"If (the players) can look in the mirror and say they did their best, then that's fine," said Holmgren, who held a brief news conference at a Cherry Hill hotel. "I can look in the mirror and say I did my best."
But there was no rancor in Holmgren's first public comments since his firing as the Flyers' coach Wednesday morning. What he said, he said without adornment, and without bitterness in his voice, although he said that, yes, he was bitter.
He quietly disagreed with management's assertion that the 24 games it had given him to make this new team a winner were enough.
"I don't think 24 games is enough time," he said. "Obviously, they do, and they call the shots."
"I was hurt," Holmgren said of his reaction to the firing. "There was bitterness, I guess. But I'm a big guy. I can handle it. We knew it was going to take some time. I sat and talked with Russ (Farwell, the general manager) about that it was going to take some time."
Regrets? Holmgren said he had none.
"If I had to do it over again, I'd do it exactly the way I did it," Holmgren said. "I think it's a young team that is only going to get better with time. Patience has to be part of the solution right now. There have been a lot of changes, and there are a lot of young kids there right now that are very good foundations to build on."

_INSTRUCTION 1_
According to the article about Holmgren's firing, how many games did management give him to make the team a winner?
_INSTRUCTION 2_
Report every line of the entries that contains the word "asphalt".
The entries below have no connection to the article.

_EXERCISE DATA_
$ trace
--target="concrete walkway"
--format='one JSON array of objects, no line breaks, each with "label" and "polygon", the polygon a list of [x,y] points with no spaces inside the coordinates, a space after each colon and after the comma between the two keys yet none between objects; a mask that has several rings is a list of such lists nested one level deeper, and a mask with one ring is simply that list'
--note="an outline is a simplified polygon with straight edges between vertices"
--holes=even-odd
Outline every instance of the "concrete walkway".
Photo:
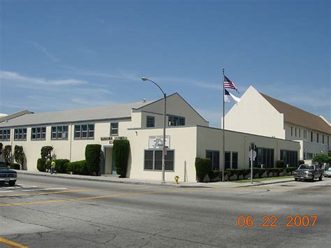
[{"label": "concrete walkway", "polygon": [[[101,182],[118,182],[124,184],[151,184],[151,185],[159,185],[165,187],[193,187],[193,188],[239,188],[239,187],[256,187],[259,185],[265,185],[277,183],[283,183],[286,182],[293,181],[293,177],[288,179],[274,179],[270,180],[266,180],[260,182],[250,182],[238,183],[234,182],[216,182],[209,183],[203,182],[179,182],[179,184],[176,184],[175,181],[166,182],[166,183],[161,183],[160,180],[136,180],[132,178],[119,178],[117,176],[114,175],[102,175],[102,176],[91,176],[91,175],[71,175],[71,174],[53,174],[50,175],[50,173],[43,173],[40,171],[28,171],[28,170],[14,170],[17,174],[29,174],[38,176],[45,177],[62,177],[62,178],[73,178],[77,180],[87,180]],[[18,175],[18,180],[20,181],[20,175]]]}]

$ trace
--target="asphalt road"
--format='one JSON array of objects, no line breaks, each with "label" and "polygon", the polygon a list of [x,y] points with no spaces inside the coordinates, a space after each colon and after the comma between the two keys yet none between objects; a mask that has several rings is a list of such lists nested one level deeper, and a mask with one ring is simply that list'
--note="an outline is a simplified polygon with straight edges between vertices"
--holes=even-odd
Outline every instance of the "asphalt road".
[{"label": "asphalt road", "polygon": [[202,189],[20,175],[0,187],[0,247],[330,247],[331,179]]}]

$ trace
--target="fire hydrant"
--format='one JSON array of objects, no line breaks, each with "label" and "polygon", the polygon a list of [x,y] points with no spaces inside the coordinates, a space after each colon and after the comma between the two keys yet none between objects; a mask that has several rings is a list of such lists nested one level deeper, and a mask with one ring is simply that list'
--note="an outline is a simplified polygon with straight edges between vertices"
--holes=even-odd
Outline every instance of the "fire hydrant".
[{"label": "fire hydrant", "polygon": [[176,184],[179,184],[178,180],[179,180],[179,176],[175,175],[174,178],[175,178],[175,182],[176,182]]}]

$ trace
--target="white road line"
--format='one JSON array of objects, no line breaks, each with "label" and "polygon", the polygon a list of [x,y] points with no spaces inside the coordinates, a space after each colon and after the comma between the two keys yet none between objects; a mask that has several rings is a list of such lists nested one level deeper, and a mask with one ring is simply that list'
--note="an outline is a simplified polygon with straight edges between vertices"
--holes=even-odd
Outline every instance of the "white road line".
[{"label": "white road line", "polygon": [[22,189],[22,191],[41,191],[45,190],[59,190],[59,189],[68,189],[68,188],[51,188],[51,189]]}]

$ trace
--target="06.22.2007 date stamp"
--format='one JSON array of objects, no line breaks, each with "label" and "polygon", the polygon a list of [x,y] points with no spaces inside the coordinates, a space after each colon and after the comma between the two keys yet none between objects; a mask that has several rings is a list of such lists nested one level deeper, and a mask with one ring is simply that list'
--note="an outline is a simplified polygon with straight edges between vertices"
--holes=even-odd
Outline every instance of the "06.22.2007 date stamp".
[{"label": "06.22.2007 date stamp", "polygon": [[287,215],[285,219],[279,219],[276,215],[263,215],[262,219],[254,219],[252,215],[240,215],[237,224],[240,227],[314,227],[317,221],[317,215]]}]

_FULL OUTPUT 1_
24 games.

_FULL OUTPUT 2_
--target="asphalt road"
Outline every instance of the "asphalt road".
[{"label": "asphalt road", "polygon": [[202,189],[20,175],[0,187],[0,247],[330,247],[331,179]]}]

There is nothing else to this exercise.